◆ Your goal ◆
Change "exterior ring" to "outer ring" throughout the items below and copy them out again with everything else left the same.

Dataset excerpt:
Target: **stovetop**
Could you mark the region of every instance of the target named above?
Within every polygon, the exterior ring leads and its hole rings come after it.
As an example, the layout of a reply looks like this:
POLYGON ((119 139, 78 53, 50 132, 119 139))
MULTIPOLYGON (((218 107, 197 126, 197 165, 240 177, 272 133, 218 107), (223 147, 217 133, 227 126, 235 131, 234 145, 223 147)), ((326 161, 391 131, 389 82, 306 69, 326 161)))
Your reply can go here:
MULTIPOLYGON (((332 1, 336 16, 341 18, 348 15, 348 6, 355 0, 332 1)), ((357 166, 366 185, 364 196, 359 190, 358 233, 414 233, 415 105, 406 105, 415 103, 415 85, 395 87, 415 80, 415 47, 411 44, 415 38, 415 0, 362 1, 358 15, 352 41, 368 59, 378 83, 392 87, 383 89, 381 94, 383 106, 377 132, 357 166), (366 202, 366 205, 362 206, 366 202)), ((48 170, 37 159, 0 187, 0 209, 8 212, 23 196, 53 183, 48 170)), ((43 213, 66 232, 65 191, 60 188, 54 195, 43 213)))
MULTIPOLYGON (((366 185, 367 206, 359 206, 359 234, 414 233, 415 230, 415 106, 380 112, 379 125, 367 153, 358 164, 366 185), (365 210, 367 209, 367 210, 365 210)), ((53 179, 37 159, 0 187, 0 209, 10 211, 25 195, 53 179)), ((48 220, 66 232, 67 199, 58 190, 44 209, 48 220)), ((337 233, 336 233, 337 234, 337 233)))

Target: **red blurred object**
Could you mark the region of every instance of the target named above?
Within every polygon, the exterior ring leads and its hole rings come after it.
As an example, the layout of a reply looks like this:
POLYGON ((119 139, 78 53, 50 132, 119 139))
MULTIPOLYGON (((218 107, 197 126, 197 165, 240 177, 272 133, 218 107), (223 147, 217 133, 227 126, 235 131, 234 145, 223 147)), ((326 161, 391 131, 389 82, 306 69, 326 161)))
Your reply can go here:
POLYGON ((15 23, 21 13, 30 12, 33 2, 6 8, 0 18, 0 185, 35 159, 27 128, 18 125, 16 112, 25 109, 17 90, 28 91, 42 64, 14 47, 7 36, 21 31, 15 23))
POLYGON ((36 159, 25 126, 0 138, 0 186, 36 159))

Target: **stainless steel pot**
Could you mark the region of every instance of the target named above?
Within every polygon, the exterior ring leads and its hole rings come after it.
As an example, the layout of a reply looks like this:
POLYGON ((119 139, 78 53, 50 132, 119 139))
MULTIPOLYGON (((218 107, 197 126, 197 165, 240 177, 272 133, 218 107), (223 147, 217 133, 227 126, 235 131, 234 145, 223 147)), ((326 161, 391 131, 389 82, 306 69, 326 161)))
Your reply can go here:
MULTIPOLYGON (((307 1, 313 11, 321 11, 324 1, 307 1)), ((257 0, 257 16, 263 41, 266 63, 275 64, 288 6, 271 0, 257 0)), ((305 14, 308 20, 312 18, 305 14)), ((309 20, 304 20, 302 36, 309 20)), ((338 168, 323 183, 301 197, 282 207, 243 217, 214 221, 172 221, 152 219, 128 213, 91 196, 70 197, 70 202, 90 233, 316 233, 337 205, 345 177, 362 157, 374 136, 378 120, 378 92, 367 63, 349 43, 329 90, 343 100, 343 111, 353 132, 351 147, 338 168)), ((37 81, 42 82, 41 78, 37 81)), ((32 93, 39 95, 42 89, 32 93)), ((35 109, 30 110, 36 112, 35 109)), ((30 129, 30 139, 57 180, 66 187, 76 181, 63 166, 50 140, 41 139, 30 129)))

◆ Problem solution ◆
Target: **stovetop**
Could you mark the region of every instance of the target named above?
Within every polygon, the outer ring leads and its hole rings come after it.
As an example, the layout of a reply looks like this:
POLYGON ((119 139, 78 53, 50 132, 119 139))
MULTIPOLYGON (((218 107, 197 126, 197 165, 240 177, 272 133, 218 107), (223 147, 217 133, 227 126, 235 131, 234 145, 223 147)), ((326 161, 391 131, 389 82, 306 69, 326 161)))
Your reply can go here:
MULTIPOLYGON (((332 1, 336 16, 341 18, 348 15, 348 6, 355 0, 332 1)), ((357 166, 366 185, 364 196, 359 190, 358 233, 414 233, 415 105, 406 105, 415 103, 415 85, 395 87, 415 80, 415 47, 411 44, 415 38, 415 0, 362 1, 358 15, 352 41, 368 59, 378 83, 392 87, 383 89, 381 94, 383 106, 377 132, 357 166), (366 202, 366 205, 362 206, 366 202)), ((48 170, 37 159, 0 187, 0 209, 8 212, 23 196, 53 183, 48 170)), ((43 213, 66 232, 65 191, 60 188, 54 195, 43 213)))
MULTIPOLYGON (((366 185, 367 206, 359 206, 359 234, 414 233, 415 230, 415 106, 380 112, 379 125, 367 153, 358 164, 366 185), (365 210, 367 209, 367 210, 365 210)), ((53 179, 37 159, 0 187, 0 209, 10 211, 25 195, 53 179)), ((48 220, 66 232, 67 199, 58 190, 44 209, 48 220)), ((337 233, 336 233, 337 234, 337 233)))

Target: **red blurred object**
Could you mark the region of every instance of the target named above?
Within every polygon, the outer ring leads and its hole rings come after it.
As an example, the layout of a reply looks like this:
POLYGON ((119 139, 78 53, 50 132, 119 139))
MULTIPOLYGON (((218 107, 197 126, 197 165, 240 177, 272 133, 218 107), (223 147, 217 133, 227 126, 235 131, 234 145, 223 147)), ((326 161, 391 131, 389 82, 306 69, 326 161)))
Your reply can go here:
POLYGON ((15 23, 21 13, 30 12, 33 2, 6 8, 0 18, 0 185, 35 159, 27 128, 18 125, 16 112, 25 109, 17 90, 28 91, 42 64, 14 47, 7 36, 21 31, 15 23))
POLYGON ((36 159, 25 126, 0 138, 0 186, 36 159))

Target: **stainless steel pot**
Could you mark the region of every instance of the target named above?
Within every polygon, the outer ring leads and its hole rings come after it.
As an example, the layout of a reply looks like this:
POLYGON ((119 139, 78 53, 50 132, 119 139))
MULTIPOLYGON (((218 107, 197 126, 197 165, 240 177, 272 133, 218 107), (223 147, 217 133, 227 126, 235 131, 234 145, 223 147)), ((326 161, 391 131, 389 82, 306 69, 326 161)))
Your reply can go here:
MULTIPOLYGON (((307 1, 313 11, 321 11, 324 1, 307 1)), ((257 0, 257 16, 263 41, 266 63, 275 64, 288 6, 271 0, 257 0)), ((305 14, 308 20, 312 18, 305 14)), ((309 20, 304 20, 302 36, 309 20)), ((338 168, 323 183, 301 197, 282 207, 243 217, 214 221, 172 221, 152 219, 128 213, 91 196, 70 197, 70 202, 90 233, 316 233, 337 205, 345 177, 362 157, 374 136, 378 120, 378 92, 367 63, 349 43, 329 90, 343 100, 343 111, 353 132, 351 147, 338 168)), ((37 81, 42 82, 41 78, 37 81)), ((32 93, 39 95, 42 89, 32 93)), ((35 109, 30 110, 36 112, 35 109)), ((30 129, 30 139, 57 180, 66 187, 76 181, 63 166, 50 140, 41 139, 30 129)))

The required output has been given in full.